If you inspect the class of the object returned by a `glmnet`

call, you will realize that it has more than one class. In the code below, we see that “gaussian” family results in an “elnet” class object. (“binomial” family returns a “lognet” object, “poisson” family returns a “fishnet” object, etc.)

class(fit)
# [1] "elnet" "glmnet"

These classes have their own `predict`

methods as well, but they draw on this base `predict.glmnet`

call. As an example, here is the code for `predict.fishnet`

:

glmnet:::predict.fishnet
# function (object, newx, s = NULL, type = c("link", "response",
# "coefficients", "nonzero"), exact = FALSE, newoffset, ...)
# {
# type = match.arg(type)
# nfit = NextMethod("predict")
# switch(type, response = exp(nfit), nfit)

▶ Input material:
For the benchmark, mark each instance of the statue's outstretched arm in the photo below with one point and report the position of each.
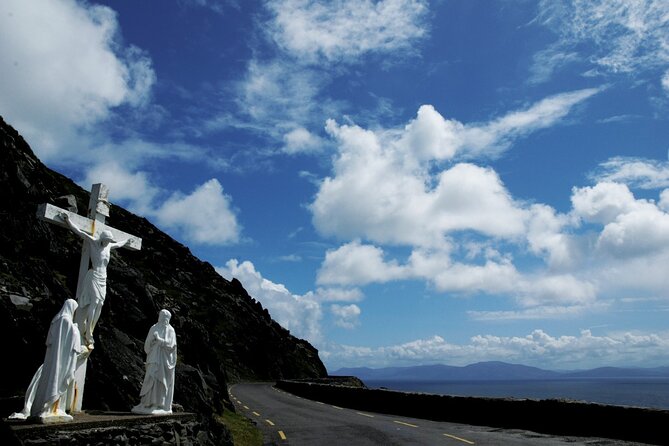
(74, 228)
(120, 244)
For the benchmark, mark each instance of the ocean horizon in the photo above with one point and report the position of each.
(650, 392)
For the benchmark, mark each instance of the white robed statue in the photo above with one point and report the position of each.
(161, 358)
(50, 392)
(94, 287)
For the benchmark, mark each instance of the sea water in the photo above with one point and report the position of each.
(641, 392)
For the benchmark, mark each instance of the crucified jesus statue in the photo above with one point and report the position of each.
(94, 286)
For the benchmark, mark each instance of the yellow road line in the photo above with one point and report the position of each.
(459, 439)
(404, 424)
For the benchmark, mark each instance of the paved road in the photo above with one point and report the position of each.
(286, 419)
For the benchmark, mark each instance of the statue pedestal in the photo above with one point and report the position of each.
(59, 417)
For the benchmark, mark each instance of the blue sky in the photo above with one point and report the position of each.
(400, 181)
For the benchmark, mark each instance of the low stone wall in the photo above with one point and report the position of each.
(122, 429)
(558, 417)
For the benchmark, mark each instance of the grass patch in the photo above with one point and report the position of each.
(244, 432)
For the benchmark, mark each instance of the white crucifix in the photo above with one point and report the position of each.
(99, 240)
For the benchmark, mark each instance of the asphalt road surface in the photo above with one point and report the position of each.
(286, 419)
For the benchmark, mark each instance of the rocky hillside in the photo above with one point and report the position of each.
(223, 334)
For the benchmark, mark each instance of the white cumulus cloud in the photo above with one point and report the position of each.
(205, 216)
(344, 30)
(299, 314)
(635, 172)
(346, 316)
(65, 68)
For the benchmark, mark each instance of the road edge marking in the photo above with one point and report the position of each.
(404, 424)
(459, 439)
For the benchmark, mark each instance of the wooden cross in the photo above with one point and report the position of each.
(98, 210)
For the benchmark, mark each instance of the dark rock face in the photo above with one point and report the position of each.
(185, 430)
(223, 334)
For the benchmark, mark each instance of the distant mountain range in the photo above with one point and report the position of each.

▶ What is asked:
• 1. Rewrite the rows running from the line containing "For the benchmark, mark each instance of the white cumulus" through the last of the rows, replacing "benchmark" with "evaluation" and changing nothing else.
• 2. Carry on the excerpt about the predict methods of glmnet objects from the point at which it stops.

▶ Task-by-task results:
• 1.
For the evaluation, mark each instance of the white cumulus cloud in the photo above with one point and report the position of each.
(205, 216)
(344, 30)
(299, 314)
(635, 172)
(346, 316)
(65, 68)
For the evaluation, mark each instance of the road edge marking in the photo above with one point and report the position of each.
(404, 424)
(459, 439)
For the evaluation, mark each instance of the wooden cross in the photo above with one point and report the position of each.
(98, 210)
For the evaluation, mark each instance of the dark rock face in the photo above with one point and report the position of each.
(185, 430)
(223, 334)
For the evaluation, mark each instance of the distant mountain range in the photo above with one point and report the position of each.

• 2.
# }
# <bytecode: 0x7ff3ab622040>
# <environment: namespace:glmnet>

What happens here is that `predict.glmnet`

is first called. If `type`

is not `"response"`

, then we simply return whatever `predict.glmnet`

would have returned. However, if `type="response"`

, then (i) we call `predict.glmnet`

, and (ii) the predictions are passed through the function before being returned.

This is how `predict`

is able to give the correct return output across the different `family`

and `type`

options.